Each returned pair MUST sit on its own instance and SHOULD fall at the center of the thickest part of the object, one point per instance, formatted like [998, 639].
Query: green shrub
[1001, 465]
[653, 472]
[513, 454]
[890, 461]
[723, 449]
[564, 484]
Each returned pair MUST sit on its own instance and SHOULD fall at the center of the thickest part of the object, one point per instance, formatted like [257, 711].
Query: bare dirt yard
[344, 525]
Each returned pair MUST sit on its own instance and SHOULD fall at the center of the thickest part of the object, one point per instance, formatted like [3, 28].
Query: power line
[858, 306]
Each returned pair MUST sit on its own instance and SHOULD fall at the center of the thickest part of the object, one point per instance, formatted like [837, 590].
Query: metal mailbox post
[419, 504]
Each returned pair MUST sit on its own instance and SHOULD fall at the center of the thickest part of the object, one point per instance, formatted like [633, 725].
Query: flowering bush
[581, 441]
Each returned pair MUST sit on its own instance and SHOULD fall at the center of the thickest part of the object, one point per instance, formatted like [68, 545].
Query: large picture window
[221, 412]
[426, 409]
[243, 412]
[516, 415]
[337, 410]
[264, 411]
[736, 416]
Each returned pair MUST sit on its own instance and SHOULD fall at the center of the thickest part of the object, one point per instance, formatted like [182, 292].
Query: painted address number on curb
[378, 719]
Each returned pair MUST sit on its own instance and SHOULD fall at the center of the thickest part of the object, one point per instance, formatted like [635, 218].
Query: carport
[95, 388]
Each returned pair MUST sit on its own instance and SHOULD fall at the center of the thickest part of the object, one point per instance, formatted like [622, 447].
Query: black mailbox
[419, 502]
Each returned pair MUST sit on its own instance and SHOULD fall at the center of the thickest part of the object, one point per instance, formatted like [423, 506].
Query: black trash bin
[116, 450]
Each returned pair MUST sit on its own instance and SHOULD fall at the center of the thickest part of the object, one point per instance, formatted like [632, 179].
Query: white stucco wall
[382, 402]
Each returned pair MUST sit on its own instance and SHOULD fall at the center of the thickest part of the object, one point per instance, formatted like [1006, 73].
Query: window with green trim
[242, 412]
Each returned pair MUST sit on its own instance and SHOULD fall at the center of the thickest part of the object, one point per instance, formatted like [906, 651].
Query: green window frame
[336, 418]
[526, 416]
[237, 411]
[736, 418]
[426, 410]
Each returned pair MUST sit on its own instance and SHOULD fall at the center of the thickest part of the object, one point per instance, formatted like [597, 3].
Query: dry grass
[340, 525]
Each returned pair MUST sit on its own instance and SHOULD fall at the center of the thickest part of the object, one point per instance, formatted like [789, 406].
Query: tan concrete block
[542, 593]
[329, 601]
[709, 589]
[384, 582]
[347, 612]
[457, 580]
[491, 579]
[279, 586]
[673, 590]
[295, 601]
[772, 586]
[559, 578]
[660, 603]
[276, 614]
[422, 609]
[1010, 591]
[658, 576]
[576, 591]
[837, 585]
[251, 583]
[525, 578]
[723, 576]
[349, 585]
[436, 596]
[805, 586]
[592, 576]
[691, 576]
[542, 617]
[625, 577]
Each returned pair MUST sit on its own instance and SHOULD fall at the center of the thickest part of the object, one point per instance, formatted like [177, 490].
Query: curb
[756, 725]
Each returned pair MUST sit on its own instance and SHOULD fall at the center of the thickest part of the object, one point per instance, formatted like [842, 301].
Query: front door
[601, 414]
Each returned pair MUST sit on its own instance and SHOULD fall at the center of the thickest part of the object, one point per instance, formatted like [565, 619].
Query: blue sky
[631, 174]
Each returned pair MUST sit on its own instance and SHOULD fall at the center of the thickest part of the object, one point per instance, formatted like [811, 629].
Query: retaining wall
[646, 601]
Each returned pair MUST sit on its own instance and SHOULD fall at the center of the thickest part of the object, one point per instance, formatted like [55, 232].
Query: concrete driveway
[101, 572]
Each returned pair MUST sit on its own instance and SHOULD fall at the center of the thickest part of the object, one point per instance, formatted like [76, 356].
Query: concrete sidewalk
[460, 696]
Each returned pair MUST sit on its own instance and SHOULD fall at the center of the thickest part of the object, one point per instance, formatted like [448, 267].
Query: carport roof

============

- **GIVEN INSTRUCTION**
Please reproduce, word for word, the stretch from the line containing "like [76, 356]." through the end of the records.

- **ANSWER IN FULL**
Each returned pair MUST sit on its own instance and SHOULD fall at the center of the thickest part of the object, one point per instance, formatted like [76, 356].
Query: concrete sidewalk
[460, 696]
Each returned pair MUST sit on its own instance and SHOULD fall at the center of the thickest part of the object, one point per instance, formatted like [448, 267].
Query: carport roof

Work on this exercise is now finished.